Please resume the reminiscence about Swinburne and Watts-Dunton at The Pines, starting right after its last sentence.

• **GIVEN PASSAGE**
[BEGIN]
Some time after Whistler died I wrote for one of the magazines an appreciation of his curious skill in the art of writing. Watts-Dunton told me he had heard of this from Swinburne. ‘I myself,’ he said, ‘very seldom read the magazines. But Algernon always has a look at them.’ There was something to me very droll, and cheery too, in this picture of the illustrious recluse snatching at the current issues of our twaddle. And I was immensely pleased at hearing that my article had ‘interested him very much.’ I inwardly promised myself that as soon as I reached home I would read the article, to see just how it might have struck Swinburne. When in due course I did this, I regretted the tone of the opening sentences, in which I declared myself ‘no book-lover’ and avowed a preference for ‘an uninterrupted view of my fellow-creatures.’ I felt that had I known my article would meet the eye of Swinburne I should have cut out that overture. I dimly remembered a fine passage in one of his books of criticism—something (I preferred not to verify it) about ‘the dotage of duncedom which cannot perceive, or the impudence of insignificance so presumptuous as to doubt, that the elements of life and literature are indivisibly mingled one in another, and that he to whom books are less real than life will assuredly find in men and women as little reality as in his accursed crassness he deserves to discover.’ I quailed, I quailed. But mine is a resilient nature, and I promptly reminded myself that Swinburne’s was a very impersonal one: he would not think the less highly of me, for he never had thought about me in any way whatsoever. All was well. I knew I could revisit The Pines, when next Watts-Dunton should invite me, without misgiving. And to this day I am rather proud of having been mentioned, though not by name, and not consciously, and unfavourably, by Swinburne.
[END]
Coordinate labeling data:
[BEGIN]
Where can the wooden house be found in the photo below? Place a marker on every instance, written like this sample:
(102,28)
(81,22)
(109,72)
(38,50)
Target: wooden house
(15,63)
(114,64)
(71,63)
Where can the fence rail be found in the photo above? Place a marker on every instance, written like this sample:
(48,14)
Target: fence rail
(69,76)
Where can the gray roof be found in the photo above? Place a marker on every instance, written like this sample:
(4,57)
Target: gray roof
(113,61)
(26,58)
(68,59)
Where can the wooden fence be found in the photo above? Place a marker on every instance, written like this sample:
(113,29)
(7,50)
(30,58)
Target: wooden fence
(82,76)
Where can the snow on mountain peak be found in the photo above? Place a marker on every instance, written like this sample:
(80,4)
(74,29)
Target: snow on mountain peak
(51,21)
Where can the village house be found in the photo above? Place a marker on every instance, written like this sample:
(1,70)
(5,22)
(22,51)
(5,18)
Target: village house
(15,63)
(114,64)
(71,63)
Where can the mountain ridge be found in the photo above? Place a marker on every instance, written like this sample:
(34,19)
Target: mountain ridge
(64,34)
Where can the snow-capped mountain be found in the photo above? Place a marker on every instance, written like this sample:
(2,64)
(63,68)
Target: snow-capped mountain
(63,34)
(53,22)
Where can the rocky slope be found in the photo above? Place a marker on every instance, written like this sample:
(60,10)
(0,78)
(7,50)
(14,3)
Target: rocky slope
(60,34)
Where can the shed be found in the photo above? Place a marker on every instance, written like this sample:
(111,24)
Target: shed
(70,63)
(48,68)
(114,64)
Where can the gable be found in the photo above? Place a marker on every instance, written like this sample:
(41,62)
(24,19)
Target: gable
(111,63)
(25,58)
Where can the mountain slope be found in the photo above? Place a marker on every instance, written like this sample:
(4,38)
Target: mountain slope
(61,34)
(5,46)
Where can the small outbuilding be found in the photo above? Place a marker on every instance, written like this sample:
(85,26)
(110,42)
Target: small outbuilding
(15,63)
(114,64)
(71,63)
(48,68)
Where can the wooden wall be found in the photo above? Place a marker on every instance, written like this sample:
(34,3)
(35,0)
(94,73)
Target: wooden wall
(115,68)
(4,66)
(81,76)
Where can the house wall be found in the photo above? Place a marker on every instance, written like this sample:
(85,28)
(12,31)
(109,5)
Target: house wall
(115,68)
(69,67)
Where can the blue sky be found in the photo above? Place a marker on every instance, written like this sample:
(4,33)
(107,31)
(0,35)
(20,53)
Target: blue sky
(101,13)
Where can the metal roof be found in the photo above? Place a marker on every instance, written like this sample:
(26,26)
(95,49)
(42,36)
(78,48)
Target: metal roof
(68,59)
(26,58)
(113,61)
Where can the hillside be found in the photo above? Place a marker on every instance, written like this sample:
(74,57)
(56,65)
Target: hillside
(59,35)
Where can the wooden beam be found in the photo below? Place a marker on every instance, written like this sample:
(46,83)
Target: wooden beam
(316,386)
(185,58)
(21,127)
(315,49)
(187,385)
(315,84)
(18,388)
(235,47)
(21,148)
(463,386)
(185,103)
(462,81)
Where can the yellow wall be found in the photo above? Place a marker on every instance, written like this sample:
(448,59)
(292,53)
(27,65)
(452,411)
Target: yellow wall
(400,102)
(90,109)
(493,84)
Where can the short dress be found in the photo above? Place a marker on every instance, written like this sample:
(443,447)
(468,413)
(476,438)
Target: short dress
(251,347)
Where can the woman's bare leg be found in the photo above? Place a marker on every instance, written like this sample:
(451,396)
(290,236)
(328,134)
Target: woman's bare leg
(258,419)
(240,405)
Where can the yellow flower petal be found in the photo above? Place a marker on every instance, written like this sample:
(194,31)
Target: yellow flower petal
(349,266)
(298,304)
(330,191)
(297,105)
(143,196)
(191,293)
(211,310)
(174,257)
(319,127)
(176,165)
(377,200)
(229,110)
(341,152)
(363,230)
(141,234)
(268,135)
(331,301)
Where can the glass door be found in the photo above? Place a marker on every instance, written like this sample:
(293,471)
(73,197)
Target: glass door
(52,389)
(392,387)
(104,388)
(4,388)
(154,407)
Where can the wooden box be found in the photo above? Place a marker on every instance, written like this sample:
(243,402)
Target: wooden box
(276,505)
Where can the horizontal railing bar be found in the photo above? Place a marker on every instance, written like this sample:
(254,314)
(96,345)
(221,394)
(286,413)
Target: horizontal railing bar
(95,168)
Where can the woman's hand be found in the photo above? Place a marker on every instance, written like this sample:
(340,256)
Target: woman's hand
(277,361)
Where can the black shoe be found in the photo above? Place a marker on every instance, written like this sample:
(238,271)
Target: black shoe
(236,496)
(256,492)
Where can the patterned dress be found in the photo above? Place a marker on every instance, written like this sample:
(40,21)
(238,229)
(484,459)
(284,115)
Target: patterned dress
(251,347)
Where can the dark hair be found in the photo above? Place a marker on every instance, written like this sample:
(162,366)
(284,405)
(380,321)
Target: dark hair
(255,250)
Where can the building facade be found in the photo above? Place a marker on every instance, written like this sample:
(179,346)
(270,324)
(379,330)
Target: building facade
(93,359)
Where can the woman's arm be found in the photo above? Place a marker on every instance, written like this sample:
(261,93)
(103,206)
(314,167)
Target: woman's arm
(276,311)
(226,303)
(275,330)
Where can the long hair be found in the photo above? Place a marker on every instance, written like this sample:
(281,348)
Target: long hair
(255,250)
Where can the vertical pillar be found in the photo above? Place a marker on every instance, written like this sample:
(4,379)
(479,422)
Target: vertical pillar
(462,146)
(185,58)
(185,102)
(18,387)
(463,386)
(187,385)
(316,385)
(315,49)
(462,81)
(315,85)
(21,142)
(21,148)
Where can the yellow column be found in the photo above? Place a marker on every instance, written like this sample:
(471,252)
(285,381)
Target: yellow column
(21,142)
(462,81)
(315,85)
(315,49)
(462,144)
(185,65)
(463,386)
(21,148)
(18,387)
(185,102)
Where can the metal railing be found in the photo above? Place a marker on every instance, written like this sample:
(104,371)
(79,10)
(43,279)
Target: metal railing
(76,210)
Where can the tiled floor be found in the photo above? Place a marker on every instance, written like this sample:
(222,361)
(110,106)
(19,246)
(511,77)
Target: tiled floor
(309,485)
[END]
• **OUTPUT BELOW**
I wonder that I cannot recall more than I do recall of those hours at The Pines. It is odd how little remains to a man of his own past—how few minutes of even his memorable hours are not clean forgotten, and how few seconds in any one of those minutes can be recaptured... I am middle-aged, and have lived a vast number of seconds. Subtract one third of these, for one mustn’t count sleep as life. The residual number is still enormous. Not a single one of those seconds was unimportant to me in its passage. Many of them bored me, of course; but even boredom is a positive state: one chafes at it and hates it; strange that one should afterwards forget it! And stranger still that of one’s actual happinesses and unhappinesses so tiny and tattered a remnant clings about one! Of those hours at The Pines, of that past within a past, there was not a minute nor a second that I did not spend with pleasure. Memory is a great artist, we are told; she selects and rejects and shapes and so on. No doubt. Elderly persons would be utterly intolerable if they remembered everything. Everything, nevertheless, is just what they themselves would like to remember, and just what they would like to tell to everybody. Be sure that the Ancient Mariner, though he remembered quite as much as his audience wanted to hear, and rather more, about the albatross and the ghastly crew, was inwardly raging at the sketchiness of his own mind; and believe me that his stopping only one of three was the merest oversight. I should like to impose on the world many tomes about The Pines.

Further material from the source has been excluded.